[BEGIN Items]
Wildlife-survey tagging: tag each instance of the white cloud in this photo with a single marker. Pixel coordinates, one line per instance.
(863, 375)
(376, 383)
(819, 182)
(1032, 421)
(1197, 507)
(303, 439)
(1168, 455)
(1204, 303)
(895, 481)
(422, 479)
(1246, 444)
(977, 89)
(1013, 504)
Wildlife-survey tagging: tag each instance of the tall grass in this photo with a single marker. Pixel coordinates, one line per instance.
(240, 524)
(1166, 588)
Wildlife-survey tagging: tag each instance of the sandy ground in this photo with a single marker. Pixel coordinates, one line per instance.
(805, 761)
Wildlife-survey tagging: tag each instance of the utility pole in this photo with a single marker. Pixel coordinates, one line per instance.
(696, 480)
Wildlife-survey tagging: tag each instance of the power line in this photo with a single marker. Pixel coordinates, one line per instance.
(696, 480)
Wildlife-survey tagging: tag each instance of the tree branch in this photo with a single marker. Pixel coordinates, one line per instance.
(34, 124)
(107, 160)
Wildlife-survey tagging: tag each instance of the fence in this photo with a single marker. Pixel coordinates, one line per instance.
[END Items]
[BEGIN Items]
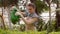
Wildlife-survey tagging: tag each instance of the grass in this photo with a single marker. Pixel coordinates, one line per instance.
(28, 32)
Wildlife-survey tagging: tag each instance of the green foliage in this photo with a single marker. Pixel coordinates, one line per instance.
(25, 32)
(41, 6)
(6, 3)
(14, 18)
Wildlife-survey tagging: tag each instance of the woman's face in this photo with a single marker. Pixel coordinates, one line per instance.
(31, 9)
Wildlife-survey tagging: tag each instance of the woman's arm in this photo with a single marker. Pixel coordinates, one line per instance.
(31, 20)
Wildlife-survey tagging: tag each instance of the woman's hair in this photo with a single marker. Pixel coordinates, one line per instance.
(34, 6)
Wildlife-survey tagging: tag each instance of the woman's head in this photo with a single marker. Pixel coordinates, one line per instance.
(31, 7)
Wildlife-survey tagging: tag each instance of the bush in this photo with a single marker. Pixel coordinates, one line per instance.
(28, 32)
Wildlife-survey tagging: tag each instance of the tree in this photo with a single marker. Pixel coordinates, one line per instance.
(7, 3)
[END Items]
Task directions
Rewrite everything from "Wildlife-survey tagging: tag each instance of the white" down to "(1013, 504)", putting "gray cloud" in place of "white cloud" and leaving the rest unchanged.

The solution
Wildlife-survey tagging: tag each instance of the gray cloud in this photo with a single marker. Pixel coordinates, one line per instance.
(863, 375)
(376, 383)
(819, 182)
(1032, 421)
(1197, 507)
(303, 439)
(1168, 455)
(1204, 303)
(895, 481)
(422, 479)
(1246, 444)
(977, 89)
(1013, 504)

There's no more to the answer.